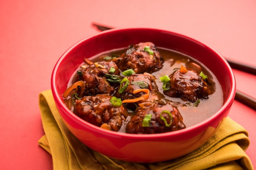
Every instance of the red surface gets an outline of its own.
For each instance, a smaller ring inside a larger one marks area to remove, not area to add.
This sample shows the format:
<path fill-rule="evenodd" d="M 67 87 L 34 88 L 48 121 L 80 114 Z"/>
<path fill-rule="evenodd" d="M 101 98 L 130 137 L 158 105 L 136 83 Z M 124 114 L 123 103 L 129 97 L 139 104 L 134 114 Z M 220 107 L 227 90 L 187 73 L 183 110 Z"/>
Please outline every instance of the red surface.
<path fill-rule="evenodd" d="M 37 144 L 44 134 L 38 95 L 50 88 L 61 54 L 98 32 L 92 22 L 176 32 L 256 65 L 255 1 L 1 1 L 0 169 L 52 169 L 51 156 Z M 237 89 L 256 97 L 256 76 L 234 72 Z M 256 111 L 235 101 L 229 116 L 248 131 L 246 152 L 256 167 Z"/>
<path fill-rule="evenodd" d="M 219 80 L 224 92 L 225 104 L 222 109 L 211 118 L 192 127 L 170 133 L 139 135 L 106 131 L 83 121 L 65 107 L 62 94 L 67 89 L 70 76 L 85 57 L 147 41 L 153 42 L 157 46 L 186 52 L 211 69 Z M 66 126 L 90 148 L 124 161 L 162 161 L 184 155 L 198 148 L 200 144 L 207 141 L 220 122 L 227 117 L 236 93 L 235 78 L 227 64 L 211 48 L 180 34 L 151 28 L 115 29 L 90 36 L 70 48 L 54 68 L 52 88 L 57 107 Z"/>

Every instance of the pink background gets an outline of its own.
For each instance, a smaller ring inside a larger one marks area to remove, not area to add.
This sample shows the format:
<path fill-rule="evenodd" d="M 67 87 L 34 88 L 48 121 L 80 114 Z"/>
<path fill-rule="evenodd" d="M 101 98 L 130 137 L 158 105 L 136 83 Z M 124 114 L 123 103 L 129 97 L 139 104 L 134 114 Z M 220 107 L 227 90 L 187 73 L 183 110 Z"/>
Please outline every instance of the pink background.
<path fill-rule="evenodd" d="M 256 1 L 10 0 L 0 2 L 0 169 L 52 169 L 37 141 L 44 135 L 39 93 L 53 67 L 96 22 L 176 32 L 227 58 L 256 66 Z M 234 70 L 237 87 L 256 97 L 256 76 Z M 229 116 L 249 133 L 246 153 L 256 166 L 256 111 L 234 101 Z"/>

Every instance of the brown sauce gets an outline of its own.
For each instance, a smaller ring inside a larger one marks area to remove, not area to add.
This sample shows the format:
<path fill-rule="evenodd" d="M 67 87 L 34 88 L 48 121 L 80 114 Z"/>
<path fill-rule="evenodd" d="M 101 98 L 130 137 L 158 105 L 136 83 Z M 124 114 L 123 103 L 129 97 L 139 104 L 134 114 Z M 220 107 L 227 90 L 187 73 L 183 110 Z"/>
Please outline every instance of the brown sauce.
<path fill-rule="evenodd" d="M 213 73 L 202 63 L 195 60 L 191 57 L 179 52 L 167 49 L 158 47 L 158 50 L 164 60 L 163 67 L 160 70 L 154 72 L 152 74 L 156 78 L 156 82 L 158 87 L 159 91 L 163 93 L 162 88 L 163 83 L 159 79 L 162 75 L 169 75 L 175 69 L 180 68 L 181 65 L 189 66 L 191 63 L 200 65 L 202 70 L 207 74 L 209 78 L 213 82 L 215 86 L 214 92 L 209 96 L 207 99 L 201 99 L 198 107 L 193 106 L 193 103 L 185 101 L 179 98 L 172 98 L 164 95 L 166 99 L 171 101 L 176 106 L 177 108 L 183 118 L 183 122 L 186 127 L 188 127 L 200 123 L 211 117 L 216 113 L 222 106 L 223 103 L 223 92 L 221 86 L 217 78 Z M 101 53 L 97 56 L 88 59 L 90 61 L 95 62 L 102 61 L 103 57 L 110 55 L 111 54 L 120 54 L 123 53 L 126 49 L 115 49 L 110 51 Z M 84 64 L 82 63 L 81 65 Z M 79 67 L 77 70 L 81 70 Z M 74 76 L 76 71 L 74 72 Z M 68 85 L 69 87 L 72 84 L 73 76 L 70 79 Z M 130 118 L 128 117 L 126 122 Z M 125 127 L 122 127 L 119 132 L 124 131 Z"/>

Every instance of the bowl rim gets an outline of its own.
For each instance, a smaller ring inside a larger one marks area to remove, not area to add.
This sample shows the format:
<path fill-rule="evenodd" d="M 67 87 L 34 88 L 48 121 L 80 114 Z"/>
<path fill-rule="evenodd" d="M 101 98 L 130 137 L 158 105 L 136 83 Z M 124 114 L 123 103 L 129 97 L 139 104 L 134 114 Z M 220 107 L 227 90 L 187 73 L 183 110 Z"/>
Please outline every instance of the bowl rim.
<path fill-rule="evenodd" d="M 58 70 L 58 66 L 62 63 L 63 59 L 65 58 L 65 56 L 73 49 L 76 48 L 76 47 L 83 42 L 87 41 L 88 39 L 92 38 L 94 38 L 97 37 L 101 36 L 101 35 L 105 35 L 106 34 L 108 34 L 112 32 L 118 32 L 119 31 L 132 31 L 134 30 L 140 30 L 141 31 L 153 31 L 159 32 L 163 32 L 165 33 L 168 33 L 172 34 L 175 34 L 176 35 L 181 36 L 186 39 L 191 40 L 193 41 L 195 41 L 199 43 L 199 44 L 203 45 L 204 46 L 207 47 L 210 49 L 211 50 L 214 52 L 216 53 L 220 59 L 221 59 L 222 62 L 225 64 L 226 66 L 228 69 L 229 72 L 229 76 L 230 76 L 230 79 L 231 82 L 230 84 L 231 85 L 230 92 L 229 94 L 227 95 L 228 97 L 227 100 L 223 103 L 222 107 L 218 110 L 218 111 L 215 113 L 214 114 L 212 115 L 210 117 L 208 118 L 207 119 L 203 120 L 203 121 L 195 124 L 194 125 L 191 126 L 186 127 L 186 128 L 182 129 L 179 130 L 178 131 L 174 131 L 166 132 L 164 133 L 155 133 L 150 134 L 130 134 L 126 133 L 120 133 L 118 132 L 115 132 L 112 131 L 106 130 L 99 127 L 98 127 L 95 125 L 90 124 L 85 120 L 80 118 L 78 116 L 76 116 L 65 105 L 64 103 L 61 100 L 60 97 L 59 97 L 59 95 L 57 92 L 57 89 L 55 84 L 56 83 L 56 74 L 57 71 Z M 84 38 L 83 38 L 78 41 L 76 43 L 74 44 L 70 47 L 59 58 L 58 60 L 57 63 L 55 64 L 53 70 L 52 74 L 52 77 L 51 78 L 51 87 L 52 94 L 54 98 L 54 102 L 56 103 L 56 106 L 58 105 L 59 107 L 61 107 L 62 109 L 64 109 L 64 111 L 66 113 L 66 116 L 67 116 L 70 118 L 71 118 L 73 121 L 76 121 L 77 123 L 79 124 L 81 126 L 83 126 L 85 125 L 88 126 L 90 127 L 91 131 L 97 131 L 97 133 L 104 134 L 105 135 L 115 135 L 117 137 L 126 137 L 126 138 L 132 138 L 133 139 L 146 139 L 152 138 L 152 137 L 157 137 L 157 138 L 164 138 L 166 137 L 174 137 L 178 135 L 182 135 L 184 134 L 189 134 L 192 131 L 194 133 L 194 131 L 195 129 L 200 130 L 200 127 L 208 127 L 207 124 L 212 122 L 215 119 L 217 119 L 218 117 L 220 116 L 221 114 L 221 113 L 225 112 L 225 110 L 228 109 L 232 105 L 234 99 L 236 89 L 236 84 L 235 76 L 232 71 L 231 67 L 228 64 L 227 61 L 224 59 L 224 58 L 215 49 L 208 46 L 205 43 L 203 43 L 199 40 L 195 39 L 193 38 L 189 37 L 188 37 L 186 35 L 181 34 L 180 33 L 177 33 L 174 32 L 172 32 L 169 31 L 164 30 L 163 29 L 149 28 L 146 27 L 139 27 L 139 28 L 115 28 L 111 30 L 107 30 L 104 31 L 99 32 L 90 36 L 89 36 Z"/>

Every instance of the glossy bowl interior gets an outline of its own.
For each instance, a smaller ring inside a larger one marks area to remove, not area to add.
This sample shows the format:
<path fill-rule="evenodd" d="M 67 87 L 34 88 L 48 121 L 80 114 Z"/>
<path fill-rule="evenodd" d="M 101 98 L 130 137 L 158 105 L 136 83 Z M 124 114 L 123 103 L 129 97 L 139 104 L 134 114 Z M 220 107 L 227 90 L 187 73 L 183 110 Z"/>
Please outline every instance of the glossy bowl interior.
<path fill-rule="evenodd" d="M 222 107 L 207 120 L 184 129 L 161 134 L 136 135 L 101 129 L 80 119 L 65 106 L 62 94 L 84 57 L 89 58 L 106 51 L 146 41 L 188 54 L 208 67 L 221 85 L 224 101 Z M 114 29 L 81 40 L 58 60 L 51 81 L 58 109 L 65 125 L 76 137 L 89 147 L 106 156 L 140 163 L 175 158 L 202 146 L 213 135 L 222 119 L 227 116 L 236 89 L 235 78 L 230 67 L 214 50 L 186 36 L 147 28 Z"/>

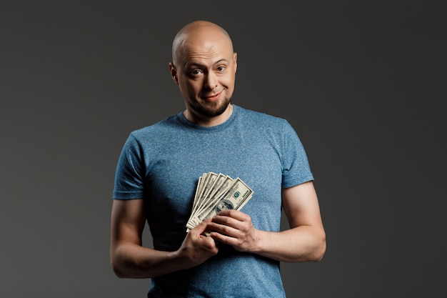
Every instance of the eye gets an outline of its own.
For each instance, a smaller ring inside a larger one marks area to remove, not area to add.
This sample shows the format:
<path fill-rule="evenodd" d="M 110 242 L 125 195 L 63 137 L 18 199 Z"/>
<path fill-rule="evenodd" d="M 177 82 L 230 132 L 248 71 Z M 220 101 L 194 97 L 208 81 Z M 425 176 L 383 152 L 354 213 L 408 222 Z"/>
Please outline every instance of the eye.
<path fill-rule="evenodd" d="M 203 71 L 199 69 L 193 69 L 189 72 L 189 74 L 192 76 L 196 76 L 202 74 Z"/>

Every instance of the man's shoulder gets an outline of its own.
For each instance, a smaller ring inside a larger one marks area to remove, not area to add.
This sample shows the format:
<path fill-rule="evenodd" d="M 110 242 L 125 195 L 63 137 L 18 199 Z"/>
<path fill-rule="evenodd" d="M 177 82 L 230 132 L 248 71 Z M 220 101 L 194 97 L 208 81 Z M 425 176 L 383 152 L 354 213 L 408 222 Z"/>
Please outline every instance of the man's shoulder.
<path fill-rule="evenodd" d="M 274 116 L 260 111 L 243 108 L 238 106 L 236 106 L 239 110 L 238 112 L 242 116 L 241 118 L 243 118 L 244 121 L 252 121 L 268 125 L 283 125 L 284 123 L 287 122 L 286 119 L 278 116 Z"/>

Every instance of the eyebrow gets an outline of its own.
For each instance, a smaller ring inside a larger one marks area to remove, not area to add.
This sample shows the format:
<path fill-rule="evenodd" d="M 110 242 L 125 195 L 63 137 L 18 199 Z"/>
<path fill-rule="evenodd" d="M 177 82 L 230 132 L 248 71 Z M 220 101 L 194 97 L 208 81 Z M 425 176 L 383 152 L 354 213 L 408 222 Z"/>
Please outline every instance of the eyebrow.
<path fill-rule="evenodd" d="M 219 60 L 216 61 L 216 62 L 214 62 L 213 66 L 215 66 L 216 64 L 221 64 L 222 62 L 228 63 L 228 61 L 227 59 L 226 59 L 225 58 L 222 58 L 221 59 L 219 59 Z M 187 68 L 191 67 L 191 66 L 206 67 L 206 66 L 204 65 L 204 64 L 202 64 L 201 63 L 192 61 L 191 63 L 189 63 L 189 64 L 186 64 L 186 67 Z"/>

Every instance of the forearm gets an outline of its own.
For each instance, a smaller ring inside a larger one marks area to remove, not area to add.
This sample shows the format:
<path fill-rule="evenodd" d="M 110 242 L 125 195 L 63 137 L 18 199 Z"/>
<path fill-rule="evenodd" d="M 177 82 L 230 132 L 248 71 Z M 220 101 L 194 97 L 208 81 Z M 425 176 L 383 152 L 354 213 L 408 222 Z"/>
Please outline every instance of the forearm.
<path fill-rule="evenodd" d="M 189 267 L 177 252 L 161 252 L 130 243 L 111 251 L 111 262 L 120 278 L 151 278 Z"/>
<path fill-rule="evenodd" d="M 326 252 L 322 229 L 301 226 L 278 232 L 257 230 L 251 252 L 286 262 L 319 261 Z"/>

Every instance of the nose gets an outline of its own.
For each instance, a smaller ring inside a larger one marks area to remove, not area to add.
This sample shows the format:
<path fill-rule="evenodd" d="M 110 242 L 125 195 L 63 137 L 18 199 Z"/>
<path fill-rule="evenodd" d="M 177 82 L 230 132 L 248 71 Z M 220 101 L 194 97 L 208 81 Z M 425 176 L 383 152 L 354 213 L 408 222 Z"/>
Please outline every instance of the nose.
<path fill-rule="evenodd" d="M 205 76 L 205 81 L 204 82 L 204 87 L 208 90 L 213 90 L 218 85 L 218 79 L 216 74 L 213 71 L 209 72 Z"/>

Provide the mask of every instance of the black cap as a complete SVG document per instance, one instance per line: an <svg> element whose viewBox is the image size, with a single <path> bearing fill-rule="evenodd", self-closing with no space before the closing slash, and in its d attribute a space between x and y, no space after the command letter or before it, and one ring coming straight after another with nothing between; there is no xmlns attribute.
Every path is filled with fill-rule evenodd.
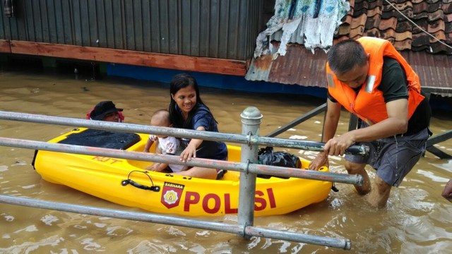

» PROBLEM DESCRIPTION
Reproduce the listing word for word, starting at the line that contains "Every instance of the forearm gets" and running through the end of the listing, with both ends included. Leave the pictures out of your answer.

» PROBLEM SOLUTION
Every instance of the forearm gets an outline of its own.
For each instance, a smaller ring inside a larger one marks area to remove, not area to add.
This sample shows the format:
<path fill-rule="evenodd" d="M 110 242 L 125 195 L 63 137 L 18 199 Z"/>
<path fill-rule="evenodd" d="M 177 82 L 230 132 L 248 71 Z M 220 101 L 194 97 L 208 81 Z M 425 176 L 383 152 L 354 213 L 408 222 Z"/>
Please outline every instance of the forearm.
<path fill-rule="evenodd" d="M 189 267 L 177 252 L 161 252 L 130 243 L 111 251 L 111 262 L 120 278 L 151 278 Z"/>
<path fill-rule="evenodd" d="M 326 252 L 322 229 L 301 226 L 278 232 L 257 230 L 251 252 L 286 262 L 319 261 Z"/>

Every instance of the nose gets an outline of its own.
For each instance, a smaller ring inside a larger one marks area to remove, not area to add.
This sample shows the format:
<path fill-rule="evenodd" d="M 110 242 L 125 195 L 63 137 L 18 199 Z"/>
<path fill-rule="evenodd" d="M 177 82 L 230 132 L 248 71 Z M 220 101 L 194 97 L 208 81 Z M 425 176 L 383 152 L 354 213 L 408 222 Z"/>
Please outline every instance of the nose.
<path fill-rule="evenodd" d="M 205 76 L 205 81 L 204 82 L 204 87 L 208 90 L 213 90 L 218 85 L 218 79 L 216 74 L 213 71 L 209 72 Z"/>

Provide the mask of every instance of the black cap as a complete SVG document per instance, one instance per line: an <svg> element whose viewBox is the image size, with a single <path> bearing fill-rule="evenodd", self-closing with no space before the closing slash, and in its d attribute a space between x and y, no space after the command letter or before it, and one ring coming straight after another with nothing between; there is no xmlns attribute.
Every path is filled with fill-rule evenodd.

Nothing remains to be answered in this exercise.